● The task:
Copy, word for word, the part of the Peshawar bus journey text that opens with the words containing "Return to Peshawar" and closes with "crudely stitched together.".

● Text passage:
Return to Peshawar

I leave Kamra (*) in Punjab at 7pm in a rickety old bus without air-conditioning. A pleasant wind rushes through the open windows: the late summer evening has mercifully sucked the humidity out of it. People who can’t afford air-conditioned transportation usually travel at night to avoid the infernal elements. And the passengers are mostly a destitute lot. When a man in the seat in front gets up I notice that his s?dr — a cotton shawl used by Pakhtun men variously as a turban, windbreaker or bedspread — covers the long rip running down the back of his kameez. Next to that rip is an older tear that has been crudely stitched together.

● Material shown:
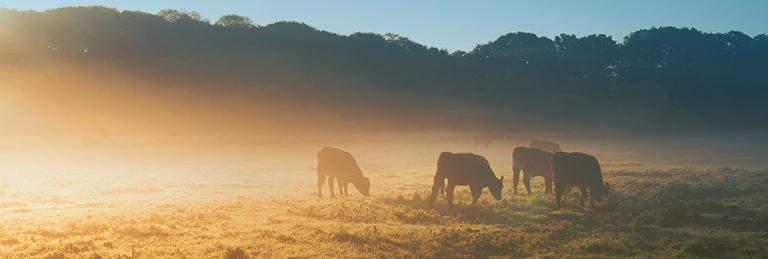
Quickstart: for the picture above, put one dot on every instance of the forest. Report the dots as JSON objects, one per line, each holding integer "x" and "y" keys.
{"x": 97, "y": 68}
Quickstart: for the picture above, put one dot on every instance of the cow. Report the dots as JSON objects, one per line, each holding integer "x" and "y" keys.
{"x": 548, "y": 146}
{"x": 578, "y": 170}
{"x": 340, "y": 165}
{"x": 533, "y": 162}
{"x": 464, "y": 169}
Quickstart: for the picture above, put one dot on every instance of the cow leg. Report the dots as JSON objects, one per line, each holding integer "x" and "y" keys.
{"x": 548, "y": 184}
{"x": 449, "y": 195}
{"x": 330, "y": 185}
{"x": 559, "y": 193}
{"x": 345, "y": 187}
{"x": 435, "y": 190}
{"x": 476, "y": 191}
{"x": 320, "y": 180}
{"x": 527, "y": 181}
{"x": 583, "y": 196}
{"x": 342, "y": 184}
{"x": 515, "y": 178}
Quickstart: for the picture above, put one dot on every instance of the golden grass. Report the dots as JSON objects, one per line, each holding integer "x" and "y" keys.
{"x": 246, "y": 202}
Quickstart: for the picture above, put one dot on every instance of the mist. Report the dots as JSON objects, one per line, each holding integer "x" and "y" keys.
{"x": 93, "y": 69}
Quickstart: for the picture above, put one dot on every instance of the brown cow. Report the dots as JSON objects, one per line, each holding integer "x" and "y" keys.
{"x": 533, "y": 162}
{"x": 464, "y": 169}
{"x": 578, "y": 170}
{"x": 339, "y": 164}
{"x": 548, "y": 146}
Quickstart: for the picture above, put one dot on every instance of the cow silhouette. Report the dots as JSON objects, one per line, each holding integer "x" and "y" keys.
{"x": 340, "y": 165}
{"x": 464, "y": 169}
{"x": 533, "y": 162}
{"x": 578, "y": 170}
{"x": 548, "y": 146}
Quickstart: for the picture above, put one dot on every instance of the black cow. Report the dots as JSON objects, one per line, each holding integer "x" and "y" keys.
{"x": 578, "y": 170}
{"x": 464, "y": 169}
{"x": 339, "y": 164}
{"x": 533, "y": 162}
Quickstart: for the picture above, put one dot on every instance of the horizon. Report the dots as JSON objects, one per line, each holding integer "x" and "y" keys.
{"x": 433, "y": 24}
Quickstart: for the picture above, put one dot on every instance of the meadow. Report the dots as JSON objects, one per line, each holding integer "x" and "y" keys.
{"x": 693, "y": 195}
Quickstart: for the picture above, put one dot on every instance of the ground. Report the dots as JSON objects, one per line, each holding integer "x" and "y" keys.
{"x": 694, "y": 195}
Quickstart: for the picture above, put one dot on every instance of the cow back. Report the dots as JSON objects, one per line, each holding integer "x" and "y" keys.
{"x": 338, "y": 163}
{"x": 576, "y": 169}
{"x": 465, "y": 169}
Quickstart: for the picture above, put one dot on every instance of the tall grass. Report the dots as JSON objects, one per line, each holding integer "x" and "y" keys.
{"x": 678, "y": 213}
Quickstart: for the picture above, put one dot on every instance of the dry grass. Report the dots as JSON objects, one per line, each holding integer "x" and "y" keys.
{"x": 247, "y": 202}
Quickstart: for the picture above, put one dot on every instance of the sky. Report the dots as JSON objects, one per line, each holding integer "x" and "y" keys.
{"x": 462, "y": 25}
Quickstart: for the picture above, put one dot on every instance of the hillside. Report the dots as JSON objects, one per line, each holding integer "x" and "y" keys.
{"x": 93, "y": 69}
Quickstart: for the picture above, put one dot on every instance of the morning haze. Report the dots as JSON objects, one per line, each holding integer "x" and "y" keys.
{"x": 169, "y": 135}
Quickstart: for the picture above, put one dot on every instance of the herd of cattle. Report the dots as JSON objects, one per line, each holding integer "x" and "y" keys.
{"x": 540, "y": 158}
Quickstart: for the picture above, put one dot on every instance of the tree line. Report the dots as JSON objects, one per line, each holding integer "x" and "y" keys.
{"x": 657, "y": 78}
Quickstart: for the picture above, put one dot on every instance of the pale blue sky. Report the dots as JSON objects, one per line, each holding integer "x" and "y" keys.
{"x": 461, "y": 25}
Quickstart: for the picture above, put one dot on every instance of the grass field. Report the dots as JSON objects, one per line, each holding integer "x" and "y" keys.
{"x": 703, "y": 195}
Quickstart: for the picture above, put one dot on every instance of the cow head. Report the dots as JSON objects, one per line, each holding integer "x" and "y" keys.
{"x": 496, "y": 187}
{"x": 363, "y": 186}
{"x": 598, "y": 194}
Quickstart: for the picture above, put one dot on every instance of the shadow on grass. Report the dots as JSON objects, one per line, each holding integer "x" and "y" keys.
{"x": 511, "y": 210}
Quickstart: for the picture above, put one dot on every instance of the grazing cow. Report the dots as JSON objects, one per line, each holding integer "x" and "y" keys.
{"x": 464, "y": 169}
{"x": 533, "y": 162}
{"x": 578, "y": 170}
{"x": 548, "y": 146}
{"x": 339, "y": 164}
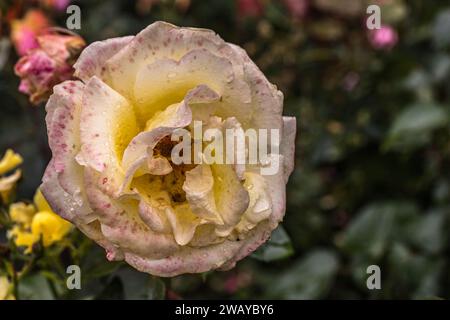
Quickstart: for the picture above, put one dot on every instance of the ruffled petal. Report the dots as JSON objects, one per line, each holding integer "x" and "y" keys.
{"x": 159, "y": 40}
{"x": 199, "y": 188}
{"x": 94, "y": 57}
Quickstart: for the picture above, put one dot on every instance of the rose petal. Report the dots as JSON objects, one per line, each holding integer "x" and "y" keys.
{"x": 93, "y": 58}
{"x": 199, "y": 190}
{"x": 108, "y": 124}
{"x": 158, "y": 40}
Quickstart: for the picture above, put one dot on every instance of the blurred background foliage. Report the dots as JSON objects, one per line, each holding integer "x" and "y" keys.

● Task solution:
Return to Peshawar

I leave Kamra (*) in Punjab at 7pm in a rickety old bus without air-conditioning. A pleasant wind rushes through the open windows: the late summer evening has mercifully sucked the humidity out of it. People who can’t afford air-conditioned transportation usually travel at night to avoid the infernal elements. And the passengers are mostly a destitute lot. When a man in the seat in front gets up I notice that his s?dr — a cotton shawl used by Pakhtun men variously as a turban, windbreaker or bedspread — covers the long rip running down the back of his kameez. Next to that rip is an older tear that has been crudely stitched together.